Work to complete:
Copy out every line of the items below word for word, leaving out the pictures.
-- START Data entries --
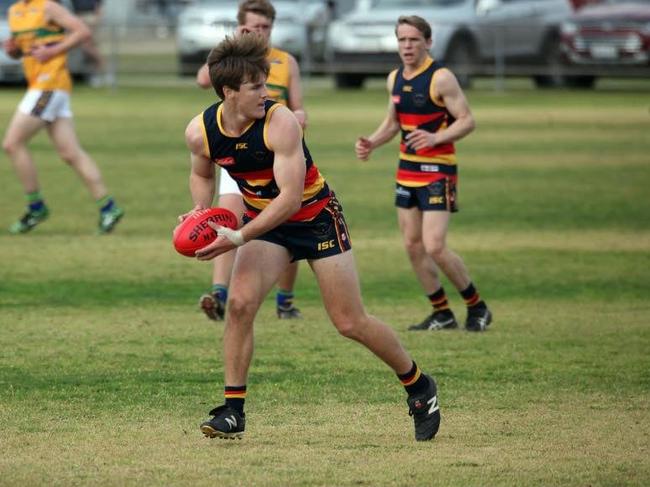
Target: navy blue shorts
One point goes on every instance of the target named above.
(437, 196)
(327, 234)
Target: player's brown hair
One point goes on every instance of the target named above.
(259, 7)
(415, 21)
(238, 59)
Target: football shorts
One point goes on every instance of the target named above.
(437, 196)
(46, 105)
(326, 235)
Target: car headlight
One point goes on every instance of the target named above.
(194, 20)
(645, 28)
(338, 32)
(568, 28)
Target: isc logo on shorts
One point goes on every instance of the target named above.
(330, 244)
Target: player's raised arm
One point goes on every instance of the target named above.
(76, 32)
(388, 128)
(285, 140)
(202, 174)
(295, 93)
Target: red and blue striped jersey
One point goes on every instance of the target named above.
(417, 108)
(249, 161)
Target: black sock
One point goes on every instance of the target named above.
-- END Data entries --
Final result:
Target: navy blue shorts
One point goes on every instance of the target named above.
(437, 196)
(327, 234)
Target: player's brown hair
One point goes on every instance of the target named above.
(259, 7)
(415, 21)
(238, 59)
Target: football shorts
One point goes on every instance of the target named above.
(437, 196)
(46, 105)
(326, 235)
Target: car headlight
One point goes on every instance of the target named above.
(194, 20)
(645, 28)
(338, 32)
(568, 28)
Target: isc logo on shorts
One point goes on every instance of the target named above.
(330, 244)
Target: player's raised arm
One point goes on every instance of the target named above.
(76, 32)
(388, 128)
(285, 140)
(202, 174)
(295, 93)
Target: red and blue striped jersey
One point goes on every instance of the target named above.
(417, 108)
(249, 161)
Target: black sock
One point goes on every instance of the target named above.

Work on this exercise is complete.